● Your objective
Copy out the data below line for line, leaving out the pictures.

● Supplied data
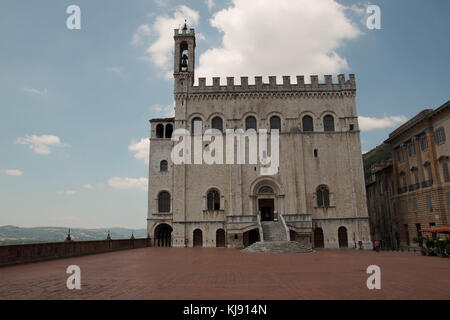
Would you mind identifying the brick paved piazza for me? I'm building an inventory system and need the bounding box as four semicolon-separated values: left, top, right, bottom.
0;248;450;299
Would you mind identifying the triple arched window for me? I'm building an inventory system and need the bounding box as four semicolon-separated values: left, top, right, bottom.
316;185;330;208
159;160;168;172
158;191;170;212
323;115;334;131
191;117;203;135
270;116;281;131
206;189;220;210
302;116;314;132
245;116;257;131
156;123;173;139
156;123;164;138
211;117;223;132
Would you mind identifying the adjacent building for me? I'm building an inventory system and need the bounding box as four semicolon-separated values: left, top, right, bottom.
366;161;400;250
384;101;450;246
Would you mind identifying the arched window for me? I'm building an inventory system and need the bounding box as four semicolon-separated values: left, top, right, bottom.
191;117;203;135
258;186;274;194
180;42;189;71
270;116;281;131
302;116;314;131
159;160;167;171
158;191;170;212
166;123;173;139
323;115;334;131
156;123;164;138
245;116;257;130
207;189;220;210
211;117;223;132
316;185;330;208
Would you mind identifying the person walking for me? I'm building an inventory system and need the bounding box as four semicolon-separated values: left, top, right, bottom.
375;240;380;252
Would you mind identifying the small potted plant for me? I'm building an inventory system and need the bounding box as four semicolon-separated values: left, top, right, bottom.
413;235;426;256
445;240;450;258
425;239;434;256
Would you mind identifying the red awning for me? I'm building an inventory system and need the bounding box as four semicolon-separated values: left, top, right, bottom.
419;226;450;233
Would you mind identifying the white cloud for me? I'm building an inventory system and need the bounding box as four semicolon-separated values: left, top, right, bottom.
358;116;408;131
58;190;77;196
108;177;148;191
14;134;69;154
3;169;23;176
128;138;150;164
131;24;152;46
139;5;199;79
205;0;214;10
22;88;48;96
197;0;362;80
150;102;175;118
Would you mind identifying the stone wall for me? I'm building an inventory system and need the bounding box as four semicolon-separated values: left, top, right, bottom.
0;238;151;266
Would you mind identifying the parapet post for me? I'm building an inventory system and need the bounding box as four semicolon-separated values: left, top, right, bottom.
283;76;291;89
311;75;319;89
241;77;248;90
297;76;305;89
325;74;333;90
269;76;277;89
227;77;234;90
255;76;262;89
348;73;356;89
213;77;220;89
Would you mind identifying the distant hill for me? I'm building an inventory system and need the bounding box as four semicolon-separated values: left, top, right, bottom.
363;143;392;183
0;226;147;245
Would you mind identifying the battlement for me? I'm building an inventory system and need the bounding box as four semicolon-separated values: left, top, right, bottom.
189;74;356;93
173;28;195;37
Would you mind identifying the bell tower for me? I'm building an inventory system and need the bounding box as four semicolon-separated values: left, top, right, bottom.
173;21;195;92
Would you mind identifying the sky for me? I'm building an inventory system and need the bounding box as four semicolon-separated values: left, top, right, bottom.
0;0;450;228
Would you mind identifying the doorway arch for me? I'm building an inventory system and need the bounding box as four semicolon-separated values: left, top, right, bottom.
194;229;203;248
314;228;325;248
153;223;172;247
243;229;260;247
338;227;348;248
216;229;225;248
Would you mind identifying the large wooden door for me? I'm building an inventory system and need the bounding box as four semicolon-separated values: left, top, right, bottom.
338;227;348;248
216;229;225;248
194;229;203;247
314;228;324;248
258;199;275;221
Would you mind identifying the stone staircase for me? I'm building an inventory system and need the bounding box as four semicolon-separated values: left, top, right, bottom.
242;221;312;253
242;241;313;253
261;221;287;241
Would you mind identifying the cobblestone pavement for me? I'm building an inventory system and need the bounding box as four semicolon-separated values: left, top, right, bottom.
0;248;450;299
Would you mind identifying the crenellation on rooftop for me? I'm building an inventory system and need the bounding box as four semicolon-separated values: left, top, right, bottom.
189;74;356;93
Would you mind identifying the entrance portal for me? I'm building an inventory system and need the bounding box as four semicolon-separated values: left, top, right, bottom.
258;199;274;221
154;223;172;247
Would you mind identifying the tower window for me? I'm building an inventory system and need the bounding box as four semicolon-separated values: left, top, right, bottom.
211;117;223;132
156;123;164;138
165;123;173;139
316;185;330;207
207;189;220;210
323;115;334;132
158;191;170;212
302;116;314;131
245;116;257;130
180;42;189;71
191;117;203;135
159;160;168;172
270;116;281;131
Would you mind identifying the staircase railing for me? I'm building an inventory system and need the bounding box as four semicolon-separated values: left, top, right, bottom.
256;210;264;242
280;214;291;241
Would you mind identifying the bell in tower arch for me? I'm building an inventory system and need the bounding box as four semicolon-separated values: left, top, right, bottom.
181;53;188;71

● Response to this exercise
Would you mind identifying the brick paved piazza for me? I'm building an inventory system and need the bounding box as four semicolon-separated values: left, top, right, bottom.
0;248;450;299
Would you mind identifying the triple arched window for me? I'm building an inventory system and need the bounding box as four semicolon-separated values: left, top, right, bottom.
316;185;330;208
159;160;168;172
158;191;170;212
323;115;334;131
191;117;203;135
270;116;281;131
206;189;220;210
302;116;314;132
245;116;257;131
156;123;173;139
156;123;164;138
211;117;223;132
Would you mind identifying the adjacent building for me? I'm building an inventory system and need the bounding box as four semicolon-separated values: left, top, right, bottom.
366;161;400;250
384;101;450;246
Would you mind identifying the arched window for me? I'm building an inventory system and need the bounding box as four semicolon-separated values: left, top, right, bottom.
191;117;203;135
258;186;274;194
180;42;189;71
270;116;281;131
302;116;314;131
159;160;167;171
158;191;170;212
166;123;173;139
323;115;334;131
156;123;164;138
245;116;257;130
207;189;220;210
211;117;223;132
316;185;330;208
Would you mind identifying the person walking for me? I'm building an inventory system and need the bounding box as four semicolon-separated values: left, top, right, bottom.
375;240;380;252
Would you mind identifying the small potted plant for me? I'm building an inventory system and need the bounding box as four semicolon-separated values: left, top, right, bottom.
413;235;426;256
445;240;450;258
425;239;434;256
Would you mind identifying the red awning for me? I'm building an inventory system and need the bounding box as four semicolon-separated values: left, top, right, bottom.
419;226;450;233
Would you mind identifying the white cloud for me? I'm building an inventory system and need the bounding box as four semicolon-separated values: left, top, right, bottom.
358;116;408;131
58;190;77;196
108;177;148;191
14;134;69;154
3;169;23;176
128;138;150;164
131;24;152;46
139;5;199;79
205;0;214;10
22;88;48;96
197;0;362;80
150;102;175;118
Would you mind identifying the stone wall for me? I'm building an inventory system and need the bounding box as four semicolon-separated values: left, top, right, bottom.
0;238;151;266
Would you mind identifying the parapet post for me? I'm building an inventory system and need the bounding box as four semicolon-separated values: left, top, right, bottom.
283;76;291;89
311;75;319;89
241;77;248;90
297;76;305;89
325;74;333;90
269;76;277;89
227;77;234;90
255;76;262;89
348;73;356;89
213;77;220;89
Would you mind identifying the distant hill for me? I'm building an inventory system and need the bounding box as four semicolon-separated values: left, top, right, bottom.
363;143;392;183
0;226;147;245
Would you mind identifying the battlement for me? I'm building an inventory system and need the bounding box as four semicolon-separated values: left, top, right, bottom.
189;74;356;93
173;28;195;37
Would you mind identifying the bell tower for me? I'm building an inventory system and need the bounding box as four semicolon-separated values: left, top, right, bottom.
173;21;195;92
Would you mind identifying the sky for me? I'm building an inventory system and need the bounding box as four semicolon-separated values: left, top, right, bottom.
0;0;450;228
Would you mind identifying the doorway arch for me? I'm building an inventory system and need the bounding box as four semicolon-separated values: left, top, right, bottom.
194;229;203;248
314;228;325;248
153;223;172;247
243;229;260;247
338;227;348;248
216;229;225;248
Would you mind identifying the large wooden door for me? I'm building an inventory system and need the bounding box as four semicolon-separated values: left, top, right, bottom.
338;227;348;248
216;229;225;248
194;229;203;247
314;228;324;248
258;199;275;221
Would you mind identifying the stone staircase for me? I'm building an inventory system and need the bounding box as four semicolon-separated values: left, top, right, bottom.
242;221;312;253
242;241;313;253
261;221;287;241
Would you mind identifying the cobblestone pavement for me? I'm building an inventory system and need the bounding box as four semicolon-separated values: left, top, right, bottom.
0;248;450;299
Would you mind identifying the crenellation on rooftop for me? I'm building an inventory system and need the bounding box as four semicolon-separated values: left, top, right, bottom.
189;74;356;93
Would you mind identifying the entrance portal for me? I'm building an inventory system and need the bounding box as four semicolon-separated values: left, top, right, bottom.
258;199;274;221
154;223;172;247
Would you mind identifying the tower window for me? I'm building an inventory system and need the bounding box as four semicolon-separated values: left, top, right, bottom.
211;117;223;132
156;123;164;138
165;123;173;139
316;185;330;207
207;189;220;210
323;115;334;132
158;191;170;212
302;116;314;131
245;116;257;130
180;42;189;71
191;117;203;135
159;160;168;172
270;116;281;131
Would you mind identifying the staircase railing for me? I'm building an inventory system and need the bounding box as four semicolon-separated values: left, top, right, bottom.
256;210;264;242
280;214;291;241
Would you mind identifying the bell in tower arch for me? I'm building an inventory system and need the bounding box as four semicolon-separated values: left, top, right, bottom.
181;53;188;71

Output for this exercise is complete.